SUPPLIED MATERIAL:
::::
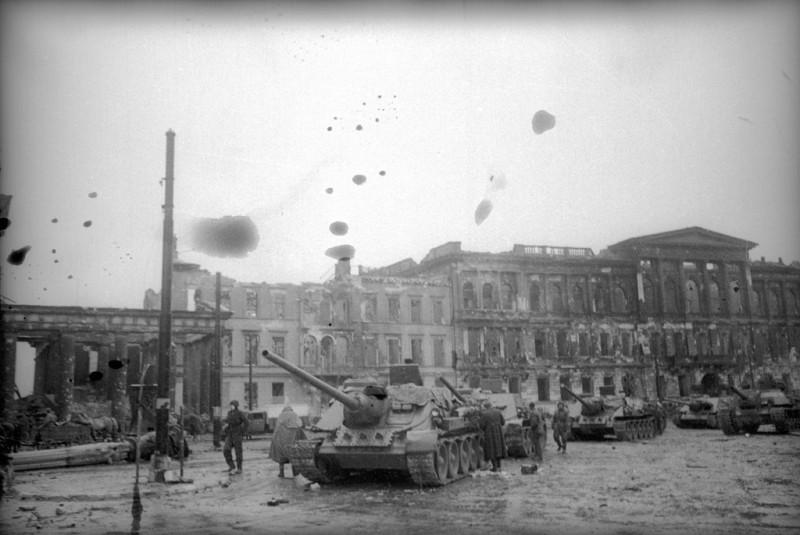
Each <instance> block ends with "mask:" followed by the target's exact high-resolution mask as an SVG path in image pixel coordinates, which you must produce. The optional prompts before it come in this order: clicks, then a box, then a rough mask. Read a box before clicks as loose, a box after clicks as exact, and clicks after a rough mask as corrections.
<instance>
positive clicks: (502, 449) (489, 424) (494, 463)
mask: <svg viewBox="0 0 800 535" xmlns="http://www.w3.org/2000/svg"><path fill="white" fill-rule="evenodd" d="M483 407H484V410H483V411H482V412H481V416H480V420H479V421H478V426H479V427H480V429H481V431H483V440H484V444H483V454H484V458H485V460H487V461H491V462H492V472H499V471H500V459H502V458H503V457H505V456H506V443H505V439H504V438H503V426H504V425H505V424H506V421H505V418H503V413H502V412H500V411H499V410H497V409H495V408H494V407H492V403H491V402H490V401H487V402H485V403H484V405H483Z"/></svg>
::::
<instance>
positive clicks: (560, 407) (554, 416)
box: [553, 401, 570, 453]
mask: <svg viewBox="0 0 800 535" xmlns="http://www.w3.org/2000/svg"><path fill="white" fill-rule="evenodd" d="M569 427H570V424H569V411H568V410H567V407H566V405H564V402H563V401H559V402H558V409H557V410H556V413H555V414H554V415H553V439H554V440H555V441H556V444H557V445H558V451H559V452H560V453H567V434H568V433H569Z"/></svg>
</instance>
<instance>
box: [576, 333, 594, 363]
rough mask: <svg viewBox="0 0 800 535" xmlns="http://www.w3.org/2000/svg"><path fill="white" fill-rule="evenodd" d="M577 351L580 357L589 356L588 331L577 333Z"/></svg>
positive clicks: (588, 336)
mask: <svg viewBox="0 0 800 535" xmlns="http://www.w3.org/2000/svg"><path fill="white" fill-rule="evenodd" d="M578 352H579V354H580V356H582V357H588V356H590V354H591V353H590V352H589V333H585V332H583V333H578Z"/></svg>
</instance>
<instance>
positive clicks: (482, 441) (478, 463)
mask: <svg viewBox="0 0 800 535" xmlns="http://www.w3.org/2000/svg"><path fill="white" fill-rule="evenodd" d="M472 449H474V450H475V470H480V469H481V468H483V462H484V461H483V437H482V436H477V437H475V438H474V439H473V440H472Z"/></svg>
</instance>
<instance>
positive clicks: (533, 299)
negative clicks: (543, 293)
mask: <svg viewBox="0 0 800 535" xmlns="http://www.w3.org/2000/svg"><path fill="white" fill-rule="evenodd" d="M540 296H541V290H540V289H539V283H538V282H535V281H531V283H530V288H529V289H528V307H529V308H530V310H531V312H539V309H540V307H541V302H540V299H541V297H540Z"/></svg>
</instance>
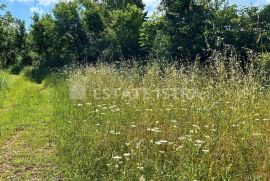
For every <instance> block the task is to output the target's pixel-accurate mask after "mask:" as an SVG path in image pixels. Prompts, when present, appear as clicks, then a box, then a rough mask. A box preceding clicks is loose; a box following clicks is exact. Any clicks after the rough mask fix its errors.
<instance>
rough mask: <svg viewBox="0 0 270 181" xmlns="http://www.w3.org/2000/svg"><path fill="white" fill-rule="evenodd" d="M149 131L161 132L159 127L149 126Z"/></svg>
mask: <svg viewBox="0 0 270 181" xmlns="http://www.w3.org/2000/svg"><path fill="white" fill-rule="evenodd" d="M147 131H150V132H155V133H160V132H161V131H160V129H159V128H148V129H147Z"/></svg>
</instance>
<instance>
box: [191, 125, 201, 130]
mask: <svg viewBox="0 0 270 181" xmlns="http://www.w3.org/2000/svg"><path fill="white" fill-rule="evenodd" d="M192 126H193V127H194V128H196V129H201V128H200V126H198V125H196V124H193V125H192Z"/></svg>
::::
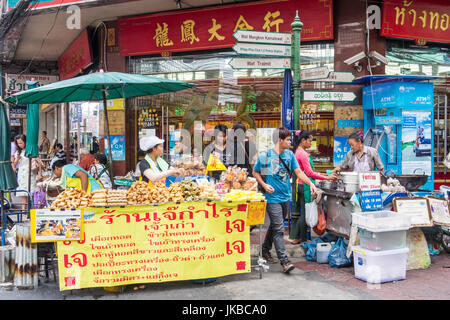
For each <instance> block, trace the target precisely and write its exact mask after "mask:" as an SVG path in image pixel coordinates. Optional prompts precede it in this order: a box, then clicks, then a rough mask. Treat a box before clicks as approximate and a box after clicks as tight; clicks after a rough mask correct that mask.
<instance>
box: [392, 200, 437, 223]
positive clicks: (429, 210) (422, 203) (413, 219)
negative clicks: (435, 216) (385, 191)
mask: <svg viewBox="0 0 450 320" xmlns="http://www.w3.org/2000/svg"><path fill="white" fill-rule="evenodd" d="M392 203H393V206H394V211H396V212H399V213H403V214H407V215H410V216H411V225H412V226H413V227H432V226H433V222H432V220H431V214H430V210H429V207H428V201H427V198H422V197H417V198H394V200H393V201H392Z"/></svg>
::::
WHAT YOU WILL DO: I need each line from the listing where the word "image" occurs.

THE COMPLETED TASK:
Each <instance> block ends with "mask:" followed by the target's exact high-resolution mask as an SVG path in image pixel coordinates, which you must produce. The optional prompts before it come in this order: clicks, then a box, then a rough mask. Read a box before clicks as loose, a box after clicks as exact, and clicks after a rough mask as corrections.
For every <instance> block the task is to output the target's pixel-accurate mask after "mask:" as an SVG path in image pixels. Prompts, when present, appear as clicks, then a box, then a rough mask. A box preceding clicks is loose; a box following clicks is exact. Any clicks after the rough mask fix its errors.
For each <instance> block, trace the target precisely and write its exact mask after "mask:" as an SVG path in image pixel coordinates. Optional prompts precede it in this order: a box, then clicks, then a rough mask. Treat a box before clicks as approximate and a box after clicks as tight; clicks after a rough mask correct that mask.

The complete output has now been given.